# Page text:
★ ★ ★ ★

Rep. Rosa DeLauro (D-Conn.), said working students would lose hundreds of dollars in grant aid.

“That seems exactly the wrong step to be taking when so many people are relying on Pell Grants to go back to school or stay in school to gain the education and skills they need for jobs in the new economy,” she said.

Cutting off part-timers will affect many community college students.

In award year 2009-10, more than half of the 497,414 half-time students receiving Pell Grants attended community colleges. Of the 48,300 students receiving Pell who attended less than half time, 32,802 were community college students.

The cost of the Pell program doubled in two years to reach $30 billion, notes Community College Times. The number of Pell recipients grew by 46 percent from 5.5 million in 2007-08 to more than 8 million students two years later.

The proposed changes are likely to raise graduation rates, which are believed to be low for Pell recipients. (Amazingly, the Education Department doesn’t collect Pell completion data.) Part-timers are much less likely to complete a certificate or degree, concludes a new Complete College America report, Time is the  Enemy.  In addition, students with neither a diploma or the GED typically start in low-level remedial classes — a “Bermuda Triangle” — and don’t advance to college-level classes, much less to a credential.

Senate appropriations bill passed earlier in September preserves the Pell maximum with no changes to eligiblity.  A compromise will be negotiated.

The House appropriations bill also would eliminate or reduce funding for colleges that predominantly serve Native Americans, Alaska natives, native Hawaiians, Asian-Americans and Pacific Islanders, Hispanics and blacks.

★ ★ ★ ★

# Given information:
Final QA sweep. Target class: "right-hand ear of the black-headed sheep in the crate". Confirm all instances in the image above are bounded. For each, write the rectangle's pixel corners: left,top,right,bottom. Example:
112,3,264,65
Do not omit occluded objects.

★ ★ ★ ★

# Exercise requirements:
Print the passage of the Pell Grant text exactly, starting with "Rep. Rosa DeLauro" and going on through "two years later.".

# Output:
Rep. Rosa DeLauro (D-Conn.), said working students would lose hundreds of dollars in grant aid.

“That seems exactly the wrong step to be taking when so many people are relying on Pell Grants to go back to school or stay in school to gain the education and skills they need for jobs in the new economy,” she said.

Cutting off part-timers will affect many community college students.

In award year 2009-10, more than half of the 497,414 half-time students receiving Pell Grants attended community colleges. Of the 48,300 students receiving Pell who attended less than half time, 32,802 were community college students.

The cost of the Pell program doubled in two years to reach $30 billion, notes Community College Times. The number of Pell recipients grew by 46 percent from 5.5 million in 2007-08 to more than 8 million students two years later.